Location: Cereal Crops ResearchTitle: Molecular regulation and genetic manipulation of alkaloid accumulation in tobacco plants
|GUO, YONGFENG - Chinese Academy Of Agricultural Sciences|
|HIATT, ERNIE - Rjr Tobacco Company|
|BONNET, CHRISTELLE - Japan Tobacco International|
|KUDITHIPUDI, CHENGALRAYAN - Altria Client Services|
|SHI, HONGZHI - Henan Agricultural University|
|PATRA, BARUNAVA - University Of Kentucky|
|LEWIS, RAMSEY - North Carolina State University|
|DORLHAC DE BORNE, FRANCOIS - Imperial Tobacco|
|LUSSO, MARCOS - Altria Client Services|
|BERGER, IRVING - British American Tobacco(BRAZIL)|
|ZHANG, HONGBO - Chinese Academy Of Agricultural Sciences|
|GILLES, TIJS - British American Tobacco(BRAZIL)|
|XU, DONGMEI - Altria Client Services|
Submitted to: Bioactive Natural Products
Publication Type: Book / Chapter
Publication Acceptance Date: 8/31/2020
Publication Date: 8/1/2021
Citation: Guo, Y., Hiatt, E., Bonnet, C., Kudithipudi, C., Shi, H., Patra, B., Lewis, R.S., Dorlhac De Borne, F., Lusso, M., Berger, I., Zhang, H., Yang, S., Gilles, T., Xu, D. 2021. Molecular regulation and genetic manipulation of alkaloid accumulation in tobacco plants. In: Rahman, A., editor. Studies in Natural Products Chemistry. Amsterdam, Netherlands: Elsevier B.V. p. 119-149. https://doi.org/10.1016/B978-0-12-819489-8.00006-5.
Interpretive Summary: The FDA recently announced their intention to mandate a reduction in nicotine in commercial tobacco products to “non-addictive levels”. Therefore, decreasing nicotine concentrations in tobacco leaves is of practical importance for tobacco breeders and industry. Although low levels of nicotine can be obtained through a disruption of genes involved in nicotine biosynthesis, reduction in nicotine accumulation results in adverse effects on leaf yield and quality. In this paper, we reviewed genetic pathways for nicotine biosynthesis, conversion and transport, and proposed potential means to decrease nicotine levels in tobacco plants. This paper sheds light on ways to develop tobacco varieties with both ultra-low nicotine levels and good agronomic characteristics, providing novel strategies for breeders and the tobacco industry.

__ASSIGNED TASK__. In the publication record, condense the interpretive summary paragraph beginning "The FDA recently announced" into a short bulleted list that keeps its main facts.

__ENTRIES SHOWN__.
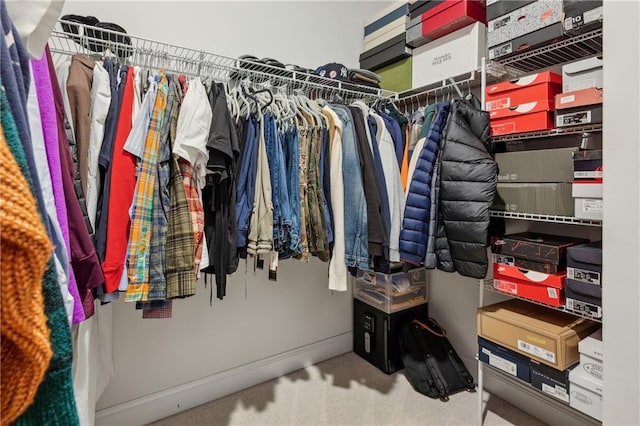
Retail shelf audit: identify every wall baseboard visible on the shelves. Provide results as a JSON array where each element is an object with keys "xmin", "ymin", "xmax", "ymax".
[{"xmin": 96, "ymin": 332, "xmax": 353, "ymax": 425}]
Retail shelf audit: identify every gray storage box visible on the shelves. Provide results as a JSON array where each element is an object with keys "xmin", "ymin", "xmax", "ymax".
[
  {"xmin": 487, "ymin": 0, "xmax": 562, "ymax": 47},
  {"xmin": 491, "ymin": 183, "xmax": 574, "ymax": 216},
  {"xmin": 496, "ymin": 148, "xmax": 578, "ymax": 183}
]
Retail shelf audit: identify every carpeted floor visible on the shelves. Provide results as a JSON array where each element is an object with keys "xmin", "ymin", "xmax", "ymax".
[{"xmin": 148, "ymin": 353, "xmax": 542, "ymax": 426}]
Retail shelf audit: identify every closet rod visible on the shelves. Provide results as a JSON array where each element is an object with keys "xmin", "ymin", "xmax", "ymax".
[{"xmin": 49, "ymin": 20, "xmax": 397, "ymax": 99}]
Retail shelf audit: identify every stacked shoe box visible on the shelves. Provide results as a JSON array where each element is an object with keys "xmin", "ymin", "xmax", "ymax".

__ANSWER SPACE__.
- The FDA announced its intention to require commercial tobacco products to reduce nicotine to "non-addictive levels."
- This makes lowering nicotine in tobacco leaves practically important for breeders and industry.
- Disrupting nicotine-biosynthesis genes can lower nicotine, but it harms leaf yield and quality.
- The paper reviews genetic pathways for nicotine biosynthesis, conversion and transport, and proposes possible ways to decrease nicotine in tobacco plants.
- It aims to guide breeders and industry toward varieties with ultra-low nicotine and good agronomic traits.